### SELECTED EXCERPT
Choose a reason for hiding this comment

The reason will be displayed to describe this comment to others. Learn more.

Hey Alexey,

Sorry, for the delay. I've only just come back to this due to your recent comment. I think the logic checks out, but I'd wait for more eyes.

Shall we add a test to cover the assembly sequences (callsite and entry / exit stubs) based on your example? eg:

_start:
  adrp x8, someTarget
  add  x8, x8, :lo12:someTarget
  blr  x8
  ret

Clarification: In the description, on your first code snippet of __bolt_instr_ind_call_handler_func, you mean __bolt_instr_ind_call_handler, right?


TMU, the original flow was:

  • callsite code calls entry handler
  • entry-handler
    • if the hook is set up: it runs, preserving LR
    • then it calls exit-handler, which:
      • restores condition flags and x0/x1
      • clobbers x16 to branch to the original function

The new code preserves the original callsite, and updates the hook to preserve both original x0/x1 and the ind.tgt+callsite id?

The new flow is:

  • callsite code calls the entry handler
  • entry handler
    • if the hook is set up: it runs, preserving LR
    • then it calls the exit handler, which:
      • restores condition flags and x0/x1
      • returns to the original callsite to do the (preserved) call

@paschalis-mpeis paschalis-mpeis changed the title "[bolt][aarch64] Fixed indirect call instrumentation snippet" [BOLT][AArch64] Fixed indirect call instrumentation snippet Nov 4, 2025
@yavtuk
Copy link
Contributor Author

yavtuk commented Nov 5, 2025

@paschalis-mpeis thanks for review,

"Clarification: In the #141918 (comment), on your first code snippet of __bolt_instr_ind_call_handler_func, you mean __bolt_instr_ind_call_handler, right?"

### SET PROBLEM 1
List every instruction mnemonic in the assembly example that the review thread on indirect call instrumentation above proposes as the basis for a test.
### SET PROBLEM 2
Summarize the review thread on indirect call instrumentation above in exactly two sentences.
### SET PROBLEM 3
Write the next part of the review thread on indirect call instrumentation above, picking up directly after its final quoted line.

### PROVIDED DATA

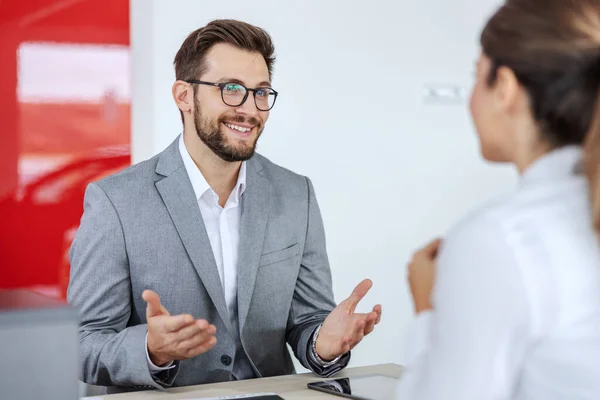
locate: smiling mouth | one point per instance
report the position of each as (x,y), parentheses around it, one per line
(239,128)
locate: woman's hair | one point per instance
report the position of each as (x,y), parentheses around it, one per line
(553,48)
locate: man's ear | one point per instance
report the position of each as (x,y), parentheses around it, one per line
(183,96)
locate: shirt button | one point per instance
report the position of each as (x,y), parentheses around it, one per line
(226,360)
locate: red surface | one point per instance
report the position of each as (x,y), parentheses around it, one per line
(51,149)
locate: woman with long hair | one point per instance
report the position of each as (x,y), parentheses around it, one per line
(508,303)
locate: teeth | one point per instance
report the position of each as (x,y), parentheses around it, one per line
(238,128)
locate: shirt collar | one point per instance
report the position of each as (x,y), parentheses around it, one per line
(199,183)
(561,163)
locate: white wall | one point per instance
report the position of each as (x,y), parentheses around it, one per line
(391,170)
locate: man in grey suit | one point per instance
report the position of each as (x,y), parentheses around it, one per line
(233,244)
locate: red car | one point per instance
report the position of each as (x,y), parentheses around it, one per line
(39,220)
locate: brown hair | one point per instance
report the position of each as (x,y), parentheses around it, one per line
(190,59)
(553,48)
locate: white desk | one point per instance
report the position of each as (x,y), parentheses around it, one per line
(290,387)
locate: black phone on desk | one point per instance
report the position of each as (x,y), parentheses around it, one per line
(370,387)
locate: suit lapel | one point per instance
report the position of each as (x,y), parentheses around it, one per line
(179,198)
(253,222)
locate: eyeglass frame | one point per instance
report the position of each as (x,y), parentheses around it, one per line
(248,90)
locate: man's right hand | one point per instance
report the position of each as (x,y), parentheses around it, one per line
(176,337)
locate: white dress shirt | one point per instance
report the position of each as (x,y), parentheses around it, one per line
(516,299)
(223,228)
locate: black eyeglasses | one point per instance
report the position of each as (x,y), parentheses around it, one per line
(235,94)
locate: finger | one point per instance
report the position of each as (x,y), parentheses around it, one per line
(201,348)
(194,341)
(378,310)
(154,308)
(175,323)
(358,333)
(370,323)
(198,328)
(358,293)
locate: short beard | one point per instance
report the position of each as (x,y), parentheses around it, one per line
(211,133)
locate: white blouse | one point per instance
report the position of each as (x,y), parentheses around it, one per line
(516,299)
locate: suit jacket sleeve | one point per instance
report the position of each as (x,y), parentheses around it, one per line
(313,297)
(112,354)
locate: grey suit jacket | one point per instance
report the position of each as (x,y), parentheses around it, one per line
(142,229)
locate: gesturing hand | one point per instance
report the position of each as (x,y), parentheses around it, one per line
(175,337)
(343,329)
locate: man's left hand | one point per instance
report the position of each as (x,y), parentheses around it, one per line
(343,329)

### EXPECTED ANSWER 1
adrp, add, blr, ret

### EXPECTED ANSWER 2
Replying to Alexey, the reviewer says the logic appears correct but more reviewers should look at it, proposes a test covering the callsite and entry/exit stub sequences based on Alexey's example, and asks whether __bolt_instr_ind_call_handler_func in the description should read __bolt_instr_ind_call_handler. The reviewer then compares the original flow, in which the exit handler clobbers x16 to branch to the original function, with the new flow, in which the exit handler returns to the original callsite to make the preserved call.

### EXPECTED ANSWER 3
yes, you are right, it's about __bolt_instr_ind_call_handler

@yavtuk
Copy link
Contributor Author

yavtuk commented Nov 5, 2025

"
The new flow is:

callsite code calls the entry handler
entry handler
if the hook is set up: it runs, preserving LR
then it calls the exit handler, which:
restores condition flags and x0/x1
returns to the original callsite to do the (preserved) call
"

yes, you are right here, the main difference that before we called indirect target inside instrumented library and used x16 to return back. in the patch indirect call leave as-is, inside instrumentation library only counters for target function is increased with store/load all touch registers values

@yavtuk
Copy link
Contributor Author

yavtuk commented Nov 5, 2025

I can extend the checking for currect instrumentation-ind-call.c test

@yavtuk yavtuk requested a review from yozhu as a code owner November 5, 2025 11:22
@github-actions
Copy link

github-actions bot commented Nov 5, 2025

✅ With the latest revision this PR passed the C/C++ code formatter.

@yavtuk
Copy link
Contributor Author

yavtuk commented Nov 5, 2025

I'll fixup commits messages after tests

@yozhu
Copy link
Contributor

yozhu commented Nov 5, 2025

@yavtuk Thanks for the patch!

We have some similar internal changes on rewriting indirect call instrumentation code sequence. I compared the changes and would like to check with you whether the differences are correct:

Instrumented indirect call:
stp x0, x1, [sp, #-16]!
mov x0, x8
movk x1, #0x0, lsl #48
movk x1, #0x0, lsl #32
movk x1, #0x0, lsl #16
movk x1, #0x0
stp x0, x0, [sp, #-16]!
adrp x8, __bolt_instr_ind_call_handler_func
add x8, x8, #:lo12:__bolt_instr_ind_call_handler_func
str x30, [sp, #-16]!
blr x8 <--- call trampoline instr lib
ldr x30, [sp], #16
[x] ldp x0, x1, [sp], #16
[x] mov x8, x0 <---- restore original target
ldp x0, x1, [sp], #16
blr x8 <--- original indirect call instruction

There is a typo in the stp instruction immediately after the four movk instructions - it should be stp x0, x1, [sp, #-16]!, right?

For the call to trampoline sequence, we can also just use x0 to hold the trampoline address. It doesn't need to be x8, the original register used for indirect call. But this doesn't impact functionality or code sequence length.

The two instructions marked with [x] can be replaced by one ldr instruction ldr x8, [sp], #0x10, because we just need to restore x8, and x0 and x1 will be loaded from stack after this and before the final blr x8.

// don't touch regs besides x0, x1
__bolt_instr_ind_call_handler: (exit snippet)
[x] ldr x1, sp, 16
msr nzcv, x1
[x] ldp x0, x1, [sp], #16
ret <---- return to original function with indirect call

__bolt_instr_ind_call_handler_func: (entry snippet)
[x] stp x0, x1, [sp, #-16]!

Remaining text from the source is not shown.